===== ITEMS =====
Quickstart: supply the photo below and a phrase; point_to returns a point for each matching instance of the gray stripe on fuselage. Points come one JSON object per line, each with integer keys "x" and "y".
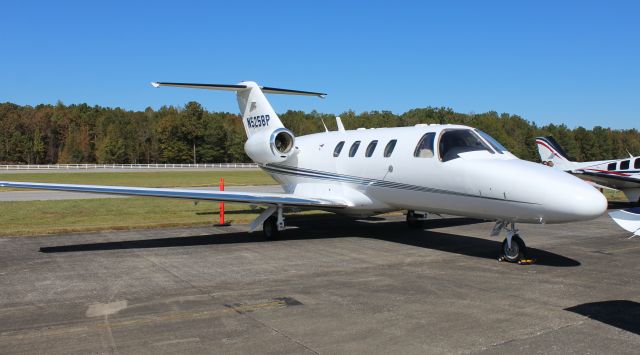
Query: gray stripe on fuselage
{"x": 289, "y": 170}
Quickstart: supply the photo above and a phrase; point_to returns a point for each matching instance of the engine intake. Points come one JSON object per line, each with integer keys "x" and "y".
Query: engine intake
{"x": 270, "y": 147}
=====
[SET PROBLEM]: Swap every "point_to" in the records above for "locate_points" and reproduce all the lines with nothing else changed, leaving out the pictures.

[FULL RESPONSE]:
Quickstart: supply the photo below and a phrase; locate_points returns a point for each matching instance of the gray stripe on fuselage. Points come one JSON object per line, each with integer keys "x" and "y".
Query: gray stripe on fuselage
{"x": 289, "y": 170}
Quickstart: supply the photo above and a phrase; locate_points returns a point for each matching instance of the engine intake. Points come one JSON object per line, each with integer keys "x" and "y".
Query: engine intake
{"x": 270, "y": 147}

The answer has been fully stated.